Return the lines below word for word, from the very first line through the line that has "(1308, 434)", including both of those lines.

[begin RECORDS FOR PROCESSING]

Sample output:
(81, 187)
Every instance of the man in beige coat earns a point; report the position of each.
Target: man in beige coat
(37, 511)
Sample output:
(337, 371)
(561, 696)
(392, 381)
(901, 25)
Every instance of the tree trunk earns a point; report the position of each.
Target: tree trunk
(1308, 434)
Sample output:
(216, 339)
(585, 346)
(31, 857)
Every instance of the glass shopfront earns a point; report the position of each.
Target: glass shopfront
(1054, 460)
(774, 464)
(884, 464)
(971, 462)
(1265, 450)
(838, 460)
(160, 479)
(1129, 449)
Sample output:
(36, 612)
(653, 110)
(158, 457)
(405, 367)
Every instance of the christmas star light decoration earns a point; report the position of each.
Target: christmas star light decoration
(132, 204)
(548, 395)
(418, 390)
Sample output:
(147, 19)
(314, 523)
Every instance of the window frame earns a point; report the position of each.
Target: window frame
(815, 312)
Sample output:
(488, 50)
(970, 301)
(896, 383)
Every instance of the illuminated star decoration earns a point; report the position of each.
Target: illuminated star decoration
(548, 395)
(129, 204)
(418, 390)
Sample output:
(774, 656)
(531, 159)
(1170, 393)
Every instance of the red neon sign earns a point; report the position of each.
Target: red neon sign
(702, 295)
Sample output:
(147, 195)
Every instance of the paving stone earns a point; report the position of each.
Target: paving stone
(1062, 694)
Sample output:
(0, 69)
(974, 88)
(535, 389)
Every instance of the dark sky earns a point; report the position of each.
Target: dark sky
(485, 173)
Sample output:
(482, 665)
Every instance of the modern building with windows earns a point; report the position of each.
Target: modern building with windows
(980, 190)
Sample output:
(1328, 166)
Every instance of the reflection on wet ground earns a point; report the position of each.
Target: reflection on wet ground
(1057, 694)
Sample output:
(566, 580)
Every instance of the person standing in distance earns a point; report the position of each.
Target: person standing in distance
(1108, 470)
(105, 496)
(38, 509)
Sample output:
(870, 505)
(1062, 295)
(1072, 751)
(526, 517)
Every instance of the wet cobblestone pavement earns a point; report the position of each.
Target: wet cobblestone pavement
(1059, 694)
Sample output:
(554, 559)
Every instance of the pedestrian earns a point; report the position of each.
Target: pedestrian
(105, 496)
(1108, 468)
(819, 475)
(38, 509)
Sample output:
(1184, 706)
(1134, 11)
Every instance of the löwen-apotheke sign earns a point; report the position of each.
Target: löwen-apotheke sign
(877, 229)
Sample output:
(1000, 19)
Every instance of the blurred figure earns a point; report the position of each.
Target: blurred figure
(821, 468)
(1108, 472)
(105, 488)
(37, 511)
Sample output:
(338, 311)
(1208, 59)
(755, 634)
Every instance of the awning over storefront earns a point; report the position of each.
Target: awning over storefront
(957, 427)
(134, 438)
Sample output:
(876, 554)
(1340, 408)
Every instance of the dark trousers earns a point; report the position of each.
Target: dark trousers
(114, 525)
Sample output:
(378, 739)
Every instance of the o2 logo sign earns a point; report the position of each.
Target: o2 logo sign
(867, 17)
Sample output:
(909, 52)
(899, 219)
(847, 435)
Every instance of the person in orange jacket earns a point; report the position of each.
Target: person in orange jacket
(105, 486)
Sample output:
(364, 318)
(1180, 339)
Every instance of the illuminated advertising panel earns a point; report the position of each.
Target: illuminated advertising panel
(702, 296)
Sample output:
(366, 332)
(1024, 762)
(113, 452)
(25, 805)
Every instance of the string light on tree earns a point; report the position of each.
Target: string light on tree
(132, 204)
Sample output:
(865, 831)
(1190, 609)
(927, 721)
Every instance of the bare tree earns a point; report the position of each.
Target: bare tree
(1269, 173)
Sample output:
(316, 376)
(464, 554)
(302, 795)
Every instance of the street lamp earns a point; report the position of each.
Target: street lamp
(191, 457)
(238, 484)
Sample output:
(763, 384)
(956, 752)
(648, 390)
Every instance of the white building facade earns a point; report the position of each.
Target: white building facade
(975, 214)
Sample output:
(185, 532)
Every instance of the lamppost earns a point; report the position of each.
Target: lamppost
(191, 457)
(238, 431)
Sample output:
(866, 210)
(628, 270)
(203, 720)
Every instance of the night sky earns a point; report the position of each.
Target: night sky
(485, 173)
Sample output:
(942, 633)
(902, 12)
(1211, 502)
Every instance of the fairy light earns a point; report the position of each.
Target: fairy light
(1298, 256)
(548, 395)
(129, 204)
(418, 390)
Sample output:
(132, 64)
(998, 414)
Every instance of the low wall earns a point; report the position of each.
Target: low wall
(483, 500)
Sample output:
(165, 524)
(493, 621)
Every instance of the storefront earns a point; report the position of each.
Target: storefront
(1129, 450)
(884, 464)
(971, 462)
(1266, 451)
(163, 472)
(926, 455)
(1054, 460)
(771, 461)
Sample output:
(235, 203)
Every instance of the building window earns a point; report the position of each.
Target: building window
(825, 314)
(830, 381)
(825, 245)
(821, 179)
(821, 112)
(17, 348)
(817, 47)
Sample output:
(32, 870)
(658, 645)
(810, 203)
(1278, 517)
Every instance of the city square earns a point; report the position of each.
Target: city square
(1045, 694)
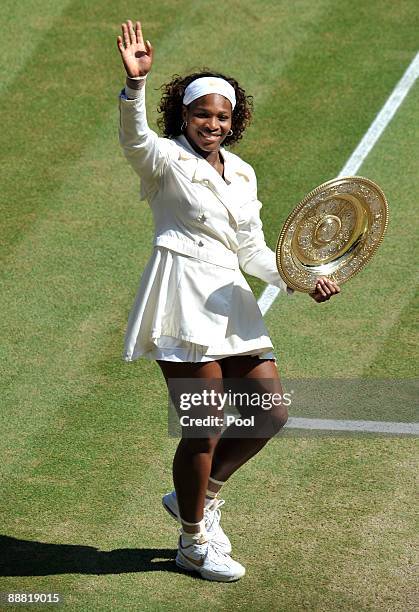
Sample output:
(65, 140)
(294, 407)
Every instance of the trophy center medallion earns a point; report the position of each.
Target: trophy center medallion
(327, 229)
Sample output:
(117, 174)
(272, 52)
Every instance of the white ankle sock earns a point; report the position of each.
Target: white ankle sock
(199, 536)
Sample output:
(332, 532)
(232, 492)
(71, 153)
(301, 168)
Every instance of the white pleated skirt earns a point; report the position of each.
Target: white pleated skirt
(183, 304)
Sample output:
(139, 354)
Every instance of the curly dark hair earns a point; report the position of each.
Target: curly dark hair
(171, 105)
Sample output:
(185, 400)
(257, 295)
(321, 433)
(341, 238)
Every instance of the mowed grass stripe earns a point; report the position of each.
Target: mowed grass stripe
(76, 227)
(58, 103)
(101, 439)
(354, 328)
(26, 24)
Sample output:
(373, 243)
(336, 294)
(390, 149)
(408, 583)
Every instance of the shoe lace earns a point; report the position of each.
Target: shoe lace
(213, 513)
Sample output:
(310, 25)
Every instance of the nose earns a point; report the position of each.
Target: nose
(212, 124)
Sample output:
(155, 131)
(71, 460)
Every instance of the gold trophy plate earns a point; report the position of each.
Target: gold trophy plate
(333, 232)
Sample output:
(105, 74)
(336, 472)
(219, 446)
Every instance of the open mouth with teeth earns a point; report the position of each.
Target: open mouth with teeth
(210, 137)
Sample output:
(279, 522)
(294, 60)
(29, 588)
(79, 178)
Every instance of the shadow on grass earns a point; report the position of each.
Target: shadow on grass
(26, 558)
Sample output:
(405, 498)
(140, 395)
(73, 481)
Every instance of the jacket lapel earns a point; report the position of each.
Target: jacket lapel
(202, 172)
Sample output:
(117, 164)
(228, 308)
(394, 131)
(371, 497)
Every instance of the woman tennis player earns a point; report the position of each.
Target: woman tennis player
(194, 312)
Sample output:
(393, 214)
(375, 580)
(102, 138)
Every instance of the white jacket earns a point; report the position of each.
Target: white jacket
(199, 214)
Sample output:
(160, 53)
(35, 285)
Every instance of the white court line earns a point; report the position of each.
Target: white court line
(355, 161)
(344, 425)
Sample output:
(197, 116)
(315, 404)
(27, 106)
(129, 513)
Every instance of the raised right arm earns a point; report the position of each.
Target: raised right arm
(144, 150)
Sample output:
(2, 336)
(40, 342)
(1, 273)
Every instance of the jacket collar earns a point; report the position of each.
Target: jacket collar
(203, 172)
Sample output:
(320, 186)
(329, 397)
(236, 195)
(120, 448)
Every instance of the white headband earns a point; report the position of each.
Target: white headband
(207, 85)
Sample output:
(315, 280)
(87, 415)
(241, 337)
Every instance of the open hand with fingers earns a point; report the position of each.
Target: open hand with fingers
(137, 55)
(324, 290)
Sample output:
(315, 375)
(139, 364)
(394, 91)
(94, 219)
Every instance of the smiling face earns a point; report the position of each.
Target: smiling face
(208, 121)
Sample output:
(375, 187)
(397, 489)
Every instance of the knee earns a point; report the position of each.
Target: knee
(279, 417)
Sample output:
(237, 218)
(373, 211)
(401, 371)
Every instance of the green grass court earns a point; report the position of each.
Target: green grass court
(320, 522)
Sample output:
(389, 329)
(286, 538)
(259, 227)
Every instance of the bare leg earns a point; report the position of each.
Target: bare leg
(232, 452)
(193, 457)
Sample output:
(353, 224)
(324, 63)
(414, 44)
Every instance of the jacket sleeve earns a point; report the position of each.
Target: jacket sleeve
(145, 151)
(255, 257)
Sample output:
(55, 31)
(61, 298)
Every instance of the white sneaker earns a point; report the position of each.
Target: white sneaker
(212, 516)
(209, 561)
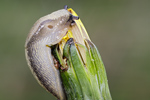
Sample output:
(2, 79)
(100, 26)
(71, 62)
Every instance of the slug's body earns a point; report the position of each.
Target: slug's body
(47, 31)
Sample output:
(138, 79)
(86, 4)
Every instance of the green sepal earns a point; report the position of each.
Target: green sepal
(80, 70)
(100, 70)
(70, 76)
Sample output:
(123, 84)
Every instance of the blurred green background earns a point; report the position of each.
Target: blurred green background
(119, 28)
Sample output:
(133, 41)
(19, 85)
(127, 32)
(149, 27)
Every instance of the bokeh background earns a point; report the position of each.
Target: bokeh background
(119, 28)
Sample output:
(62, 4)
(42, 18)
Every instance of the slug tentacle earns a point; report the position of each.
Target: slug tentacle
(47, 31)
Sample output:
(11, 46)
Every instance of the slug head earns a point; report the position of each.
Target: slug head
(51, 28)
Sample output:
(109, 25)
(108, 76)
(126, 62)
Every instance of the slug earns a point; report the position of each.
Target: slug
(47, 31)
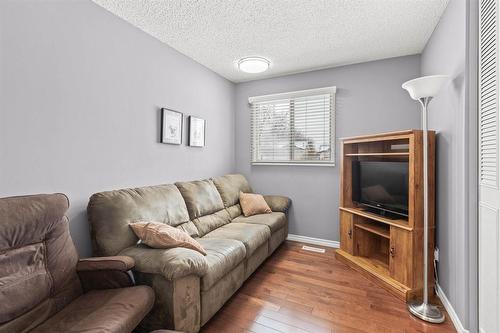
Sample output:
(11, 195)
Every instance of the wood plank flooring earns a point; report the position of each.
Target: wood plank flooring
(306, 292)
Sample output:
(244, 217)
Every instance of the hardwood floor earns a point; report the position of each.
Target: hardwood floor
(306, 292)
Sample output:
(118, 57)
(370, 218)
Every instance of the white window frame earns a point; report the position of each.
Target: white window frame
(297, 94)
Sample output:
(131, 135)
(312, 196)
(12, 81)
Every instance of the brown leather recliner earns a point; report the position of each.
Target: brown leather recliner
(44, 287)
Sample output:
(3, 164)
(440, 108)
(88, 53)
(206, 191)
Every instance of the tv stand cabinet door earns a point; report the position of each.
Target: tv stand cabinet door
(346, 232)
(400, 255)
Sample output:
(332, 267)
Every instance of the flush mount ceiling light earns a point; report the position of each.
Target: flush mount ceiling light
(253, 65)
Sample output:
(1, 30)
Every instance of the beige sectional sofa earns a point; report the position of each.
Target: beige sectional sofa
(190, 288)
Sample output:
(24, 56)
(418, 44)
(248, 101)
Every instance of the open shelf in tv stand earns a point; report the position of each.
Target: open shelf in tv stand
(388, 251)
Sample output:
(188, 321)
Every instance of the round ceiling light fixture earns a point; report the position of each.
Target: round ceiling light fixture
(253, 65)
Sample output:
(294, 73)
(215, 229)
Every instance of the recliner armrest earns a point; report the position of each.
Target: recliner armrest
(170, 263)
(278, 203)
(105, 272)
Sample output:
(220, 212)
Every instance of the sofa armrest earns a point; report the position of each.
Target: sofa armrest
(170, 263)
(105, 272)
(118, 263)
(278, 203)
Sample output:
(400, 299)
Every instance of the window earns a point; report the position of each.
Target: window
(296, 128)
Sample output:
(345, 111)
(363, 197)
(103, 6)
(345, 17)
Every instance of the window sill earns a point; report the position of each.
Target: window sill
(329, 164)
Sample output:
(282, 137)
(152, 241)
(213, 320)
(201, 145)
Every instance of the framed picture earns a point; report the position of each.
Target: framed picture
(171, 126)
(196, 132)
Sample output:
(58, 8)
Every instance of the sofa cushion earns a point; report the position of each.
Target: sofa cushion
(251, 235)
(170, 263)
(223, 255)
(207, 223)
(274, 221)
(109, 214)
(162, 236)
(110, 310)
(201, 197)
(229, 187)
(278, 203)
(253, 204)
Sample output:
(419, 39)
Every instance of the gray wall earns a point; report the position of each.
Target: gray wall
(369, 100)
(445, 53)
(80, 93)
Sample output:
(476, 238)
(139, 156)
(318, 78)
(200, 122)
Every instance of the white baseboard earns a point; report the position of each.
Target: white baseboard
(314, 241)
(451, 312)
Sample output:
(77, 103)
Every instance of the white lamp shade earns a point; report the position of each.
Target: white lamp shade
(426, 86)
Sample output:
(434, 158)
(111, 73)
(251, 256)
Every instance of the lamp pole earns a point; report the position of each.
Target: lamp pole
(424, 310)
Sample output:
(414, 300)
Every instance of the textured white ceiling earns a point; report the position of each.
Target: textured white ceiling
(295, 35)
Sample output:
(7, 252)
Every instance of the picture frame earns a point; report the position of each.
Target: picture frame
(171, 126)
(196, 137)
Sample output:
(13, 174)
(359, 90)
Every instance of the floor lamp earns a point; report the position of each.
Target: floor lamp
(423, 89)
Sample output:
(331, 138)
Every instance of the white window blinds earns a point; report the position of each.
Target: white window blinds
(294, 128)
(488, 93)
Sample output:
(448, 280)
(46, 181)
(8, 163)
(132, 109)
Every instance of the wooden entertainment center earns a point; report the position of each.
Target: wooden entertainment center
(389, 251)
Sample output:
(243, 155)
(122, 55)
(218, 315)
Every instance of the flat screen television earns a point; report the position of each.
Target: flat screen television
(381, 185)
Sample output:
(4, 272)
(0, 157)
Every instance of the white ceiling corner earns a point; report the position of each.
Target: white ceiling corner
(295, 35)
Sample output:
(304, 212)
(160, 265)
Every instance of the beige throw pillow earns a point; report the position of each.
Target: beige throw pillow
(252, 204)
(162, 236)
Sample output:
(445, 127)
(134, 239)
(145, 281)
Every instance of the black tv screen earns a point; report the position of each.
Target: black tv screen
(381, 185)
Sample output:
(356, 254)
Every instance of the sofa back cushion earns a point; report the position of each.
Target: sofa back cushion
(110, 213)
(230, 186)
(37, 260)
(204, 205)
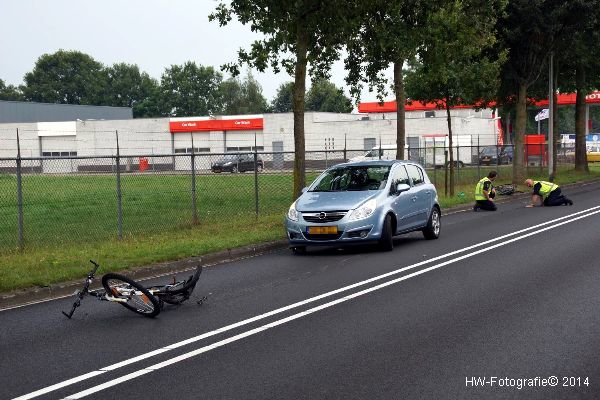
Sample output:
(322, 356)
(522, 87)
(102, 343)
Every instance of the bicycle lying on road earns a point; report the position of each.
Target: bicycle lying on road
(147, 301)
(506, 190)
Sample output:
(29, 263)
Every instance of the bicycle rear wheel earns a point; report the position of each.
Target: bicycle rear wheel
(139, 299)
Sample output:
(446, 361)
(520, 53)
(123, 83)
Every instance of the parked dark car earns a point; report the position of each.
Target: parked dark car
(237, 163)
(491, 154)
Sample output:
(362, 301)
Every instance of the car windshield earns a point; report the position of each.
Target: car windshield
(488, 151)
(374, 153)
(353, 178)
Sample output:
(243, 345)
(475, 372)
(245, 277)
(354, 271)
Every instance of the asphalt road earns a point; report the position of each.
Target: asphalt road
(494, 309)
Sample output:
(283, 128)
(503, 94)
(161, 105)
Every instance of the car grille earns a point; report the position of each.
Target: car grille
(324, 216)
(323, 237)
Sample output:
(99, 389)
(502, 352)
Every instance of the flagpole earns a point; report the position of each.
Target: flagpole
(551, 119)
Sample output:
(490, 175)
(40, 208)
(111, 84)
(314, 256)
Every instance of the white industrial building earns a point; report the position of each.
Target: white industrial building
(225, 134)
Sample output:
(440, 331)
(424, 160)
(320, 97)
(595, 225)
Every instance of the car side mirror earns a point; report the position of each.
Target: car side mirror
(401, 187)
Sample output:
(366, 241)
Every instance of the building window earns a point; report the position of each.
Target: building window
(188, 150)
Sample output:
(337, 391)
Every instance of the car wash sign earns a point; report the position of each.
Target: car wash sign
(207, 124)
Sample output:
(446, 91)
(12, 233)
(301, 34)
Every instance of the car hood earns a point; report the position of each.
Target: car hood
(332, 201)
(221, 163)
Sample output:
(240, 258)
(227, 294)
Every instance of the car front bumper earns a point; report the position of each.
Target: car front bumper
(349, 232)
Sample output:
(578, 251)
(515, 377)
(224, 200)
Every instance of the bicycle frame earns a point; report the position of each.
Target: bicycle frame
(174, 293)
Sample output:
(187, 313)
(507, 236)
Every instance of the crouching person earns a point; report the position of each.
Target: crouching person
(547, 194)
(485, 193)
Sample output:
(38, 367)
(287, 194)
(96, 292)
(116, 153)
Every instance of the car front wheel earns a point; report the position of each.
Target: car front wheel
(386, 242)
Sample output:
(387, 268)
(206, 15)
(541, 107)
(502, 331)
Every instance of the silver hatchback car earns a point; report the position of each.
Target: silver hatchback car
(362, 202)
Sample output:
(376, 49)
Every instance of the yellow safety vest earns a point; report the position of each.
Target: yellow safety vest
(546, 188)
(479, 188)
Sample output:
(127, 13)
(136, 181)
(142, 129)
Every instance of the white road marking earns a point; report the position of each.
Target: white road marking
(221, 343)
(310, 300)
(59, 385)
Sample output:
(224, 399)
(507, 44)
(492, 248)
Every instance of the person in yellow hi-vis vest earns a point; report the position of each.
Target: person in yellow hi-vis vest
(485, 193)
(547, 194)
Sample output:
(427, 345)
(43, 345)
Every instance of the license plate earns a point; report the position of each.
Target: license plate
(322, 230)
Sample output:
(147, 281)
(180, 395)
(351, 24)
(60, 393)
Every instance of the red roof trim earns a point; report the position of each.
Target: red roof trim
(390, 106)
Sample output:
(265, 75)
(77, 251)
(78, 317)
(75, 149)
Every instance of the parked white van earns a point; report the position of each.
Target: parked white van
(385, 152)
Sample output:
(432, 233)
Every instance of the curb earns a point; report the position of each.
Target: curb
(28, 296)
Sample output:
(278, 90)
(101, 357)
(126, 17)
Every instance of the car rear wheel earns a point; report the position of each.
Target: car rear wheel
(432, 230)
(386, 242)
(299, 250)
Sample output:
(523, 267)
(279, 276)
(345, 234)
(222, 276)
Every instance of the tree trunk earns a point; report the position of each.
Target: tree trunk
(298, 105)
(451, 154)
(400, 117)
(580, 151)
(520, 124)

[end RECORDS FOR PROCESSING]

§ TASK ANSWER:
Sample output:
(81, 187)
Every instance of the man in beige coat earns a point; report the position of each.
Target: man in beige coat
(37, 511)
Sample output:
(337, 371)
(561, 696)
(392, 381)
(901, 25)
Every instance of the tree trunk earns a point; report the position of each.
Target: tree trunk
(1308, 434)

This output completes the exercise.